As an initial matter, we note that the scope of our review in this case is limited jurisdictionally under 8 U.S.C. § 1252(a)(2)(C)(2000), which precludes judicial review of final orders of removal against aliens who are removable by reason of having committed, inter alia, an aggravated felony. We do retain jurisdiction, however, to review the question whether, as a matter of law, Dalton committed an “aggravated felony” under 8 U.S.C. § 1101(a)(43)(F), as defined by 18 U.S.C. § 16. See Bell v. Reno, 218 F.3d 86, 89 (2d Cir.2000).
We also note that while we apply Chevron deference, see Chevron U.S.A., Inc. v. Natural Res. Def. Council, Inc., 467 U.S. 837, 842-43, 104 S.Ct. 2778, 81 L.Ed.2d 694 (1984), to the BIA’s interpretation of the INA, we review de novo its interpretation of federal or state criminal statutes. See Sutherland v. Reno, 228 F.3d 171, 173-74 (2d Cir.2000) (citing Michel v. INS, 206 F.3d 253, 262 (2d Cir. 2000)). Accordingly, because the INA defines an “aggravated felony” in § 1101(a)(43)(F) by reference to a “crime of violence” in 18 U.S.C. § 16, we review de novo the question whether NYVTL § 1192.3 constitutes a “crime of violence” that, in turn, constitutes a deportable “aggravated felony” under the INA.
I. Application of Categorical Analysis to “Crime of Violence”
Under the language of the statute, a § 16(b) “crime of violence” is analyzed “by its nature.” We believe that this language compels an analysis that is focused on the intrinsic nature of the offense rather than on the factual circumstances surrounding any particular violation. See United States v. Velazquez-Overa, 100 F.3d 418, 420-21 (5th Cir.1996) (citing Taylor v. United States, 495 U.S. 575, 110 S.Ct. 2143, 109 L.Ed.2d 607 (1990)); United States v. Aragon, 983 F.2d 1306, 1312 (4th Cir.1993); United States v. Rodriguez, 979 F.2d 138, 140-41 (8th Cir.1992). Under this approach, commonly referred to as the “categorical approach” to criminal statutory interpretation, “the singular circumstances of an individual petitioner’s crimes should not be considered, and only the minimum criminal conduct necessary to sustain a conviction under a given statute is relevant[.]” Michel v. INS, 206 F.3d at 270 (Calabresi, J., dissenting); see also Tapia Garcia v. INS, 237 F.3d 1216, 1221-22 (10th Cir.2001) (citations omitted).

Prompt 1:
Answer these questions from the opinion excerpt:
(a) Which statute limits the scope of the court's review jurisdictionally?
(b) How does the court review the BIA's interpretation of federal or state criminal statutes?
(c) Under the categorical approach, what conduct is relevant?
Prompt 2: Reproduce word for word the stretch of the opinion excerpt from "We also note" through "under the INA.".

Recorded data:
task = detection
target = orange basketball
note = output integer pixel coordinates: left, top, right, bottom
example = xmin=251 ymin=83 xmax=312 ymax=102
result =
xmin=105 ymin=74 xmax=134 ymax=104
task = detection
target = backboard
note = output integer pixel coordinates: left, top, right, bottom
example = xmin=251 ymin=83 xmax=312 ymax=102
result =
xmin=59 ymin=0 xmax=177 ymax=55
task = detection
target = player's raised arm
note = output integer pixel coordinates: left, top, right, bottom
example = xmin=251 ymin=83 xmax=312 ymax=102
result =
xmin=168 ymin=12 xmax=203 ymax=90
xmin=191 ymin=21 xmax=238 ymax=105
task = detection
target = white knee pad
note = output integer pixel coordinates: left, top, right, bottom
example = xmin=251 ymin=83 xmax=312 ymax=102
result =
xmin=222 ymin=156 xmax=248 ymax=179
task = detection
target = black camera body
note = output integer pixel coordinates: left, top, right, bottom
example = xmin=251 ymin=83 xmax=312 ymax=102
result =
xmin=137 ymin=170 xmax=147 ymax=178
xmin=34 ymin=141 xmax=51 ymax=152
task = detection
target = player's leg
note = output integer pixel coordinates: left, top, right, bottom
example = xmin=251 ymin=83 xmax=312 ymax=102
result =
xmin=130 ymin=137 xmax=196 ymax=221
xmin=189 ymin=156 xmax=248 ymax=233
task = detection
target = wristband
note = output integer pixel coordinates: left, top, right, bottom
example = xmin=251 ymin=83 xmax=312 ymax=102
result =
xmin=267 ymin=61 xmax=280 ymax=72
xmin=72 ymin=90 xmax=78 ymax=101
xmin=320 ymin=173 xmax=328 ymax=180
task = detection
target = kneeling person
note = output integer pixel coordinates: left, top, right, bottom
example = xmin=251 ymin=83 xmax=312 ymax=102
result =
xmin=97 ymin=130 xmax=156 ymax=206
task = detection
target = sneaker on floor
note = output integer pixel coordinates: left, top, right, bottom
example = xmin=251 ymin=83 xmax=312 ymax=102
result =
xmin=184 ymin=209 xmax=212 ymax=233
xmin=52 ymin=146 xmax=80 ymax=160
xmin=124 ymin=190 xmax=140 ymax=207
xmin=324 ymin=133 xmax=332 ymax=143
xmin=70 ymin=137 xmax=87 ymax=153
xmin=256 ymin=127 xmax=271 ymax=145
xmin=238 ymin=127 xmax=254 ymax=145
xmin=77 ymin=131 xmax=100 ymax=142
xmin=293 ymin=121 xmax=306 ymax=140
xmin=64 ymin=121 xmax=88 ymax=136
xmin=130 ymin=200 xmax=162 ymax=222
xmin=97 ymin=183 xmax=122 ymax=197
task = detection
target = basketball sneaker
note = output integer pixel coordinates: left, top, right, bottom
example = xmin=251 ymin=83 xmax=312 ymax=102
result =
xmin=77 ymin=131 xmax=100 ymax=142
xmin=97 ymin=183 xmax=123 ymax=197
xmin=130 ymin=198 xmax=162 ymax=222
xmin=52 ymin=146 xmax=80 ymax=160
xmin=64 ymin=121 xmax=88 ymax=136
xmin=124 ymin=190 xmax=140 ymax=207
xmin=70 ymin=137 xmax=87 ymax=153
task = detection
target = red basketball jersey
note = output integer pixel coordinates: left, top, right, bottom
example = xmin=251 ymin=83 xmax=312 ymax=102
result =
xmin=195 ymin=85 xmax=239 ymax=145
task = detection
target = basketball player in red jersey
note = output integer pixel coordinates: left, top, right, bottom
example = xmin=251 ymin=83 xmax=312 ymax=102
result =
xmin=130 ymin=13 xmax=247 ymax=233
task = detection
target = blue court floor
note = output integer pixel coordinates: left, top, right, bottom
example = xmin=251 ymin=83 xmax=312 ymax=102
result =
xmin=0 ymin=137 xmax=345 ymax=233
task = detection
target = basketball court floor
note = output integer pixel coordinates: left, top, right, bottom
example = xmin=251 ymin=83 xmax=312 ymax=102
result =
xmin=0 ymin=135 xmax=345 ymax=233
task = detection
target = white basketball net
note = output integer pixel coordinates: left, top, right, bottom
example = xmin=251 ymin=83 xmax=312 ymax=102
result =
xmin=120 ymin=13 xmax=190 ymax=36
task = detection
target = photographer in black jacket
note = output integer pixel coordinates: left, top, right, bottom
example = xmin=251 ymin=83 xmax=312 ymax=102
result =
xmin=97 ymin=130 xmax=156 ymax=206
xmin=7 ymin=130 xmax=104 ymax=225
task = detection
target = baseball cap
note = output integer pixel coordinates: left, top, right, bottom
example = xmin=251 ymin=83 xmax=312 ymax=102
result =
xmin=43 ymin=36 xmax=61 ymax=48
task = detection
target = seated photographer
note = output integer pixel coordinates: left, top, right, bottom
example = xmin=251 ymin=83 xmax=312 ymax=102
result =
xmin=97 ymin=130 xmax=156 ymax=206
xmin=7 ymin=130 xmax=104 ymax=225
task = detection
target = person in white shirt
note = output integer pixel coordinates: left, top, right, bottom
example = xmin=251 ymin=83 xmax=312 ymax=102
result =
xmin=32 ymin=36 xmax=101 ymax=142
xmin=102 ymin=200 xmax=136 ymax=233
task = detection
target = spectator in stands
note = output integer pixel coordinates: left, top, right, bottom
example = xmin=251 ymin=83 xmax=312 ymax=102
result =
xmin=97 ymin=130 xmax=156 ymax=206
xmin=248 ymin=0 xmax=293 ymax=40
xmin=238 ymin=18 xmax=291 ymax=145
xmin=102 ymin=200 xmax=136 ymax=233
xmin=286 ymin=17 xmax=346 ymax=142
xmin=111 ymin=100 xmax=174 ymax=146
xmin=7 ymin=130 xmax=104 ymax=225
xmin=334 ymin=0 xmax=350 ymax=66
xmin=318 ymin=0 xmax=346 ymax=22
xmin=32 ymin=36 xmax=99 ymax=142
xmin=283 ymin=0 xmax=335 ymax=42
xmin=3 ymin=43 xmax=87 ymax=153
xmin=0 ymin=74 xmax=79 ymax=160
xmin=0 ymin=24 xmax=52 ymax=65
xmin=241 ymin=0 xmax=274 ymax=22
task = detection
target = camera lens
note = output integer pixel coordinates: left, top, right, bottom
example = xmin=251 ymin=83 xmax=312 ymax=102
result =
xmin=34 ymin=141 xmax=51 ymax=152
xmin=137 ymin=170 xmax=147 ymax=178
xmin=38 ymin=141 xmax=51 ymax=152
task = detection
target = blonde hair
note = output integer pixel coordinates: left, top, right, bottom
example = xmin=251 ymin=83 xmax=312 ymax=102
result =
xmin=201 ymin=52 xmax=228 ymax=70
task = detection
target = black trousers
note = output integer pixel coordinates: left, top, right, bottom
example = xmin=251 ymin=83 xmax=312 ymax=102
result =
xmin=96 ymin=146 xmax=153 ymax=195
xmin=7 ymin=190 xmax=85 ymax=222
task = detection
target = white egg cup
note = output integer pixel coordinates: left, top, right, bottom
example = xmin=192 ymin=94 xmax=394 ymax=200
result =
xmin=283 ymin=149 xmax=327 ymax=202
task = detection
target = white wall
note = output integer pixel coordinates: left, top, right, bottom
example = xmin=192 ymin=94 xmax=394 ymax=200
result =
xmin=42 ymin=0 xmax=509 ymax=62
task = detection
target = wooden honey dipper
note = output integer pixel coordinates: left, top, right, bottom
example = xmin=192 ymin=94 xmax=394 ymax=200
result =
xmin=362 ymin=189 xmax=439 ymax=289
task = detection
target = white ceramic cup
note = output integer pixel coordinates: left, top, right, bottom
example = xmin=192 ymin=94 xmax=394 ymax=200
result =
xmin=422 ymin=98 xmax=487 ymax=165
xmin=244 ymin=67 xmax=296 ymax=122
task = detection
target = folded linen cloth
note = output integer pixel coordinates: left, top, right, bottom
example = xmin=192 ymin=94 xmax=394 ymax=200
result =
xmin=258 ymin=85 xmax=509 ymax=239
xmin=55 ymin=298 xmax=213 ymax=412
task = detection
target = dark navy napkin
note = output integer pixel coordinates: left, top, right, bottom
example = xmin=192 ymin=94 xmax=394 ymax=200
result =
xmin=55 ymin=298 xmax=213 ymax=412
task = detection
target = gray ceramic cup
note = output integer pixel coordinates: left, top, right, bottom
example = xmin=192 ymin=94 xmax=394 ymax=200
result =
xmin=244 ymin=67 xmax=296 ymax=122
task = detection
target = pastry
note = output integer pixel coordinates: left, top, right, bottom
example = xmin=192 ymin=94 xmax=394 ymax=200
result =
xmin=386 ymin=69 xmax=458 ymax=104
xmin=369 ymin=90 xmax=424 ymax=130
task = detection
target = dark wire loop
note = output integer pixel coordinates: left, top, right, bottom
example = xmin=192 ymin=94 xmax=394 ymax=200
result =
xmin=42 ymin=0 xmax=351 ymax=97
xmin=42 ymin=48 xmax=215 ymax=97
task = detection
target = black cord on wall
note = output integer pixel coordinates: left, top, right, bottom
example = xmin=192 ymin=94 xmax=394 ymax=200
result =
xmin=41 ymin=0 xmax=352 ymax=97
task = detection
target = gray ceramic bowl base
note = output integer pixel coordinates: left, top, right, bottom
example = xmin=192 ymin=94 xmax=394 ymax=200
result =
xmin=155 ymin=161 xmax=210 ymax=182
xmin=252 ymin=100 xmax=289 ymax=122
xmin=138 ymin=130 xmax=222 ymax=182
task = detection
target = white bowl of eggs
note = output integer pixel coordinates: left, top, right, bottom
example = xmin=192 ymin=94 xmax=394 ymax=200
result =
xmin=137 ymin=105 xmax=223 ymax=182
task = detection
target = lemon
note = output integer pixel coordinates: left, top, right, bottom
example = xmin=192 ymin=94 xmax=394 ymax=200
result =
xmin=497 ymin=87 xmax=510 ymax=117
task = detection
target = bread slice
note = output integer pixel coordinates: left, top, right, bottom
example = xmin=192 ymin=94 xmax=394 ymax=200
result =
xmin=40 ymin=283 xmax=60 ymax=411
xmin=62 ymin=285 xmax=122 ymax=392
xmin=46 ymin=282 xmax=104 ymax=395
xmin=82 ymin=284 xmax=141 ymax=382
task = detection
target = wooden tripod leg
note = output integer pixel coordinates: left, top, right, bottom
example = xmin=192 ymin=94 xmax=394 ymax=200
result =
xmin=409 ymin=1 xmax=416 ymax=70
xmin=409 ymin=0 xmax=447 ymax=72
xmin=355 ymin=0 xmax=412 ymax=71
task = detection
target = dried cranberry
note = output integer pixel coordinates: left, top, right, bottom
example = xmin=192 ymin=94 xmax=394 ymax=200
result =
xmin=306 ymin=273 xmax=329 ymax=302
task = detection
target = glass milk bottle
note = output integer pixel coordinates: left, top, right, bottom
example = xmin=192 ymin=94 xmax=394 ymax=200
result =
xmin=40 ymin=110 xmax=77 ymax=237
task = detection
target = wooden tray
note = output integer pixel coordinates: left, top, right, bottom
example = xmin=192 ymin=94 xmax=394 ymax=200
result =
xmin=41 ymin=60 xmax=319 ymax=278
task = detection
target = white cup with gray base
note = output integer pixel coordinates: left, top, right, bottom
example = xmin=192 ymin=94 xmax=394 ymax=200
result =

Task response 1:
(a) 8 U.S.C. § 1252(a)(2)(C)
(b) De novo
(c) Only the minimum criminal conduct necessary to sustain a conviction under a given statute

Task response 2:
We also note that while we apply Chevron deference, see Chevron U.S.A., Inc. v. Natural Res. Def. Council, Inc., 467 U.S. 837, 842-43, 104 S.Ct. 2778, 81 L.Ed.2d 694 (1984), to the BIA’s interpretation of the INA, we review de novo its interpretation of federal or state criminal statutes. See Sutherland v. Reno, 228 F.3d 171, 173-74 (2d Cir.2000) (citing Michel v. INS, 206 F.3d 253, 262 (2d Cir. 2000)). Accordingly, because the INA defines an “aggravated felony” in § 1101(a)(43)(F) by reference to a “crime of violence” in 18 U.S.C. § 16, we review de novo the question whether NYVTL § 1192.3 constitutes a “crime of violence” that, in turn, constitutes a deportable “aggravated felony” under the INA.